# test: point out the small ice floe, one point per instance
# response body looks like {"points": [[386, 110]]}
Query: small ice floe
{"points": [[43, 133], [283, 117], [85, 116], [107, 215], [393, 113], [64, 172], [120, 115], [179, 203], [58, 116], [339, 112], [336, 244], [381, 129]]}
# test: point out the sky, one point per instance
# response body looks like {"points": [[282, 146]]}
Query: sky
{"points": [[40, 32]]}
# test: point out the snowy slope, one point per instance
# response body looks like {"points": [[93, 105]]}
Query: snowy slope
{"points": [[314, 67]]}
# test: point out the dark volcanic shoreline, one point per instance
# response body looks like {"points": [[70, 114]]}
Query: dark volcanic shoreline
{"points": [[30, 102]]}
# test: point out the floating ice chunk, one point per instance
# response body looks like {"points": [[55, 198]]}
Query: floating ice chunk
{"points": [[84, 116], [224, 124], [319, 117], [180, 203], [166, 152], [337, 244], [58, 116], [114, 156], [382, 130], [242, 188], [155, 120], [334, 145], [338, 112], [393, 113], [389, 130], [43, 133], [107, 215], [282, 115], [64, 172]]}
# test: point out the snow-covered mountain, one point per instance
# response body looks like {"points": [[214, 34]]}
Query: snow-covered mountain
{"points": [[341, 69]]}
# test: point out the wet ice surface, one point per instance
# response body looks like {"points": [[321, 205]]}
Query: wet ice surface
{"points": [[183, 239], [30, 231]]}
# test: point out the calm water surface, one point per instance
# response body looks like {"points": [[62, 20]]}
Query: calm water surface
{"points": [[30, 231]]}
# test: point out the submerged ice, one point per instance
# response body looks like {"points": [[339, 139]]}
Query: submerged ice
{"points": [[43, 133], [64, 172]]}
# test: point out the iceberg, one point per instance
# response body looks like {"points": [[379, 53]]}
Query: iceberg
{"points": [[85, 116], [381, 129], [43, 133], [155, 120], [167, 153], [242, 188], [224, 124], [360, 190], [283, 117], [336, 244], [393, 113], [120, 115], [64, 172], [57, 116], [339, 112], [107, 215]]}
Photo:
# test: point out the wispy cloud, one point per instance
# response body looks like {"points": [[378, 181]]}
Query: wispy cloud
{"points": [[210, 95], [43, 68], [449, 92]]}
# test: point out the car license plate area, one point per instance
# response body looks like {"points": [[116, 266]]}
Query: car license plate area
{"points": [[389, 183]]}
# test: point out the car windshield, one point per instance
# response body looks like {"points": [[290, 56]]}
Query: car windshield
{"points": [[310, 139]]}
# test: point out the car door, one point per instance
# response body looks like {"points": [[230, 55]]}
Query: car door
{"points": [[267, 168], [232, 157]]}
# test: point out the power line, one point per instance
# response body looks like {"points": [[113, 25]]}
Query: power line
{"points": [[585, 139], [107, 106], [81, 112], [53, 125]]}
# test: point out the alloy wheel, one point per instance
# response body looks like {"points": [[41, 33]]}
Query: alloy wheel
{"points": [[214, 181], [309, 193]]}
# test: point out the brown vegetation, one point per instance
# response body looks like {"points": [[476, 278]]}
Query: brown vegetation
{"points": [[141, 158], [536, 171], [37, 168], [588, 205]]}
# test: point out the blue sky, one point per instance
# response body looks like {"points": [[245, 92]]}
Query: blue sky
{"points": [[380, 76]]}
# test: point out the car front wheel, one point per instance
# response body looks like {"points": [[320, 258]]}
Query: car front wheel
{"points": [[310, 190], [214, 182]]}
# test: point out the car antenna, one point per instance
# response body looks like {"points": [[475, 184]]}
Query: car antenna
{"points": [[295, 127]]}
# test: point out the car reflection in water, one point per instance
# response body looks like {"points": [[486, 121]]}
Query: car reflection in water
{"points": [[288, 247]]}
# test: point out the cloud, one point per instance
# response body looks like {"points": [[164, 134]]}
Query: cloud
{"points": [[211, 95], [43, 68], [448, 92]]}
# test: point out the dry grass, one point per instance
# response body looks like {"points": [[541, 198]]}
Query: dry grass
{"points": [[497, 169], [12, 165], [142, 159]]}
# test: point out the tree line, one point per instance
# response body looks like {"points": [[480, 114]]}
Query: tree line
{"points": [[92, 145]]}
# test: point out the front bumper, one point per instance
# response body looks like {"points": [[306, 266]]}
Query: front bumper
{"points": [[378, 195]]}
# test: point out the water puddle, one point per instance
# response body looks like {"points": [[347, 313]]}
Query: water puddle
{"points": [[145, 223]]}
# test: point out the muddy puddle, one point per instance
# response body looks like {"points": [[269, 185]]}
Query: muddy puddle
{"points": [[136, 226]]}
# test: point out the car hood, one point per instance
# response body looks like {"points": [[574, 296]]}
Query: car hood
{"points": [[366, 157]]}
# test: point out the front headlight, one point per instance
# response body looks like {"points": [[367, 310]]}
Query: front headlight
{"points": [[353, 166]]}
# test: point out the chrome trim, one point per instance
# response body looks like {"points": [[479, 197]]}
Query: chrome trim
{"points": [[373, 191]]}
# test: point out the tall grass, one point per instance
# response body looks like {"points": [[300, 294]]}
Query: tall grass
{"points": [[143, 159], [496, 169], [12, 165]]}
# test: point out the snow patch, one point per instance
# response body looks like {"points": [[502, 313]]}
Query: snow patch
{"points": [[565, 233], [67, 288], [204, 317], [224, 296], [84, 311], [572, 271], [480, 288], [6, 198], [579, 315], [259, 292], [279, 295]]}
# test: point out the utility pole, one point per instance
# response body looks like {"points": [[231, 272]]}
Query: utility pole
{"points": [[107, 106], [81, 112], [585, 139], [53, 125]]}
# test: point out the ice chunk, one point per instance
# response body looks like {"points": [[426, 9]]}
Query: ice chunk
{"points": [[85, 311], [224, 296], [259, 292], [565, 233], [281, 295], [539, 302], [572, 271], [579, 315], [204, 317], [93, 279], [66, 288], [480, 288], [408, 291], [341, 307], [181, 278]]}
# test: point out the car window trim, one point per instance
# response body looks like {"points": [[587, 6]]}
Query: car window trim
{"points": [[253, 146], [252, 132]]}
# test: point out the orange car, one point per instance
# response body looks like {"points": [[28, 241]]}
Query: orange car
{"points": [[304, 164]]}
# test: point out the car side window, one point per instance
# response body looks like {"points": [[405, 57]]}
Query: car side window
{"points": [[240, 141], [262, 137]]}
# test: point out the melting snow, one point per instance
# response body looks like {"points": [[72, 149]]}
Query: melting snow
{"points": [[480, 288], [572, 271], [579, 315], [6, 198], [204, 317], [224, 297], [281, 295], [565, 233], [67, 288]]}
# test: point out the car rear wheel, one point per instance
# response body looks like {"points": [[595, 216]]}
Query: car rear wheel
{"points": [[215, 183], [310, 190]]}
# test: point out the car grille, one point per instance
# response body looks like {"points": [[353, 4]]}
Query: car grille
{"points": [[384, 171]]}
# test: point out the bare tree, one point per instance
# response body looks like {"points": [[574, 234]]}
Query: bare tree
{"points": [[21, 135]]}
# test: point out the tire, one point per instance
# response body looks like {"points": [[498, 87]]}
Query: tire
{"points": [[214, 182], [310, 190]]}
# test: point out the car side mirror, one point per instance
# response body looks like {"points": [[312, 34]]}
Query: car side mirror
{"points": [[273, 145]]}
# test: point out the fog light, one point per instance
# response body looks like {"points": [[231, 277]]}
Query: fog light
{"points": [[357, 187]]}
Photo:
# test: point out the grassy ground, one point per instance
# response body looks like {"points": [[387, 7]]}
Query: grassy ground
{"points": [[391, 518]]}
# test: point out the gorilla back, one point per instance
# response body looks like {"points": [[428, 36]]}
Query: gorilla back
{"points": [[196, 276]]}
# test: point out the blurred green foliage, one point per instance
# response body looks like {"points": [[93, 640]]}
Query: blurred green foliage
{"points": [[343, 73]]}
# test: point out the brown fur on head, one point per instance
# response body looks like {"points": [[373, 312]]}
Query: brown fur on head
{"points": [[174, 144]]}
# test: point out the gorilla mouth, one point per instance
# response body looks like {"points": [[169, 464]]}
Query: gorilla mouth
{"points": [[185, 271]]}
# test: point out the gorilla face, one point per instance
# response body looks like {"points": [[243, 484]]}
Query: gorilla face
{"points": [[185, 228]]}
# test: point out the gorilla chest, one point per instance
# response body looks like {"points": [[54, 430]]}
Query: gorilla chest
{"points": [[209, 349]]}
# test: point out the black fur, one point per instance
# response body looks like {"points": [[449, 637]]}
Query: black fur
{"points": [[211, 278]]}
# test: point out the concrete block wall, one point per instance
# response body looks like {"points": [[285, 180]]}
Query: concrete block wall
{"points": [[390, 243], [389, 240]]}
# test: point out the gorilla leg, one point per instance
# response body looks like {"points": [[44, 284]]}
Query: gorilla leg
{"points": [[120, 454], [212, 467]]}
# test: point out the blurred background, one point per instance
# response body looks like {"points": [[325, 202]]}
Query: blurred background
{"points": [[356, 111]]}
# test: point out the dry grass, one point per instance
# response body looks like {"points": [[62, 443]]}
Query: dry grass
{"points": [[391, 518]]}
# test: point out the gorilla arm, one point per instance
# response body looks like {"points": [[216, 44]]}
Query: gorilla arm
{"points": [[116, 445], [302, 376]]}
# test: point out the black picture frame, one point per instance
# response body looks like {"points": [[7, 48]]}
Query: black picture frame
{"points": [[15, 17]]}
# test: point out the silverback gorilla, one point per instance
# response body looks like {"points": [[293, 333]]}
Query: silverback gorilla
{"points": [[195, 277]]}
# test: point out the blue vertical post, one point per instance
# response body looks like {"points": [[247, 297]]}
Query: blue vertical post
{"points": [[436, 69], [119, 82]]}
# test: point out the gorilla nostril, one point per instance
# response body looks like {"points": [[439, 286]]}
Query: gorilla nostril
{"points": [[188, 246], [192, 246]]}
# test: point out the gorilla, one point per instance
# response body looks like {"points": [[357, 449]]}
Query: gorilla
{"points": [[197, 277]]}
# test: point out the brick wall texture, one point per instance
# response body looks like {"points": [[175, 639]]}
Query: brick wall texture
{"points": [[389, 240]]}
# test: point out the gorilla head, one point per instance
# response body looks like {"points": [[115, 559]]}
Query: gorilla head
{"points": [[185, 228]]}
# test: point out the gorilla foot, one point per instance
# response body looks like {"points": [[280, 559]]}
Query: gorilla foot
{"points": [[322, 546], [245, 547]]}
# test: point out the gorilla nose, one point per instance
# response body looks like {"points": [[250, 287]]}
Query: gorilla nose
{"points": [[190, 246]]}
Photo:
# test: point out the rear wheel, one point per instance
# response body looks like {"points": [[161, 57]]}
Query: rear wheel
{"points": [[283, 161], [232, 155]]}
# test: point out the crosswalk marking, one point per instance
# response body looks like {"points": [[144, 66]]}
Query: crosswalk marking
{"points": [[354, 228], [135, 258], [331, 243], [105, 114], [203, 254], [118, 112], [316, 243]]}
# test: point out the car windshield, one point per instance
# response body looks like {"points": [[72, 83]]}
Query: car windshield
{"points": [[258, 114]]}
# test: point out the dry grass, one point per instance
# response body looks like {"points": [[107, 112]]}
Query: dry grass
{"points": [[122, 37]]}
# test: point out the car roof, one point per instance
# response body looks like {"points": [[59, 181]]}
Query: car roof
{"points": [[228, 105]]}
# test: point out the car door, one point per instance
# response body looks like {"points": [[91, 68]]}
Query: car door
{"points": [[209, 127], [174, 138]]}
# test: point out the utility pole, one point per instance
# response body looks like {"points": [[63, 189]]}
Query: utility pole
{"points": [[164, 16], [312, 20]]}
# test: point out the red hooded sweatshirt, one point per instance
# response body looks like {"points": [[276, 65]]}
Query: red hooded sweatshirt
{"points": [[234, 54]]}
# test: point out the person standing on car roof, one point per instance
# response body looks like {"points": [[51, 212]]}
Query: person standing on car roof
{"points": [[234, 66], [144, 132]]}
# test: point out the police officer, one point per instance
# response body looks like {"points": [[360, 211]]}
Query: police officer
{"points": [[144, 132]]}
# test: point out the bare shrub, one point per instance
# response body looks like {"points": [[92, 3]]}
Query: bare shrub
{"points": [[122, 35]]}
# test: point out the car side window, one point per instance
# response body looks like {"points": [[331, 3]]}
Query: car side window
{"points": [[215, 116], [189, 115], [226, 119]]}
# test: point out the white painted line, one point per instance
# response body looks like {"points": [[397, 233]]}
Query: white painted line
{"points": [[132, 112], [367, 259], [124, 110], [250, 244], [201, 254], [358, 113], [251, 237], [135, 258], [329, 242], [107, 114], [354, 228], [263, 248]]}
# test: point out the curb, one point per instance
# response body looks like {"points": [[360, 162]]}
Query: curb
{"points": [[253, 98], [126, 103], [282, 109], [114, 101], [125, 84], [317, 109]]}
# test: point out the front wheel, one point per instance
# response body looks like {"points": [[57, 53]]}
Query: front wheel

========================================================================

**Written instruction**
Starting at the line that contains "# test: point out the person", output each remaining line of the listing, the last line included, exactly as it appears.

**Correct output**
# test: point out the person standing on car roof, one point per instance
# response body looks like {"points": [[51, 212]]}
Query: person standing on car roof
{"points": [[234, 66], [144, 132]]}
# test: point out the police officer, one point per instance
# response body looks like {"points": [[360, 211]]}
Query: police officer
{"points": [[144, 132]]}
# test: point out the bare shrub, one point per instance
# response body looks like {"points": [[92, 3]]}
Query: bare shrub
{"points": [[122, 35]]}
# test: point out the car side window, one point per instance
# response body looks like {"points": [[331, 3]]}
Query: car side window
{"points": [[215, 116], [189, 115], [226, 119]]}
# test: point out the white painted line, one point per instance
# response body looks like {"points": [[397, 233]]}
Query: white painted line
{"points": [[132, 112], [367, 259], [124, 110], [250, 244], [201, 254], [358, 113], [251, 237], [135, 258], [329, 242], [107, 114], [354, 228], [263, 248]]}
# test: point out the curb, one point per instance
# response body looks like {"points": [[360, 162]]}
Query: curb
{"points": [[253, 98], [126, 103], [282, 109], [114, 101], [125, 84], [317, 109]]}
# test: point out the front wheel, one point per instance
# response body looks like {"points": [[57, 53]]}
Query: front wheel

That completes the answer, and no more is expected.